▶ What is needed
Swap "place a point" for "put a dot" everywhere in these lines, then give all the lines again with nothing else altered.

▶ Exercise materials
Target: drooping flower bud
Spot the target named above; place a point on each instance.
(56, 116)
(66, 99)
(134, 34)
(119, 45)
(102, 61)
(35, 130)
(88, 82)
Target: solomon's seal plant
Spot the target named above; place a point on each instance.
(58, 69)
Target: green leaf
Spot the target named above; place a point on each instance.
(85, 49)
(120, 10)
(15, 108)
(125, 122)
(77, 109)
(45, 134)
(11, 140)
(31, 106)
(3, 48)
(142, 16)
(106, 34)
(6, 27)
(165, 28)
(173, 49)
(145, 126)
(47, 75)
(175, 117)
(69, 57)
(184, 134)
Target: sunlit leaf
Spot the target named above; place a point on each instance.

▶ Answer to this problem
Target: drooping flower bud
Spot the target named above; put a dot on each instance.
(56, 116)
(66, 99)
(134, 34)
(119, 45)
(102, 61)
(35, 130)
(88, 82)
Target: solomon's seal plant
Spot the target named above; put a dot on each instance.
(58, 69)
Target: green leaf
Spot the target named above; put a dot on each instance.
(85, 49)
(120, 10)
(15, 108)
(125, 122)
(77, 109)
(45, 134)
(11, 140)
(31, 106)
(3, 48)
(142, 16)
(106, 34)
(6, 27)
(165, 28)
(173, 49)
(145, 126)
(47, 75)
(175, 117)
(69, 57)
(184, 134)
Target: sunlit leaf
Spot the target named above; put a dot on each instance.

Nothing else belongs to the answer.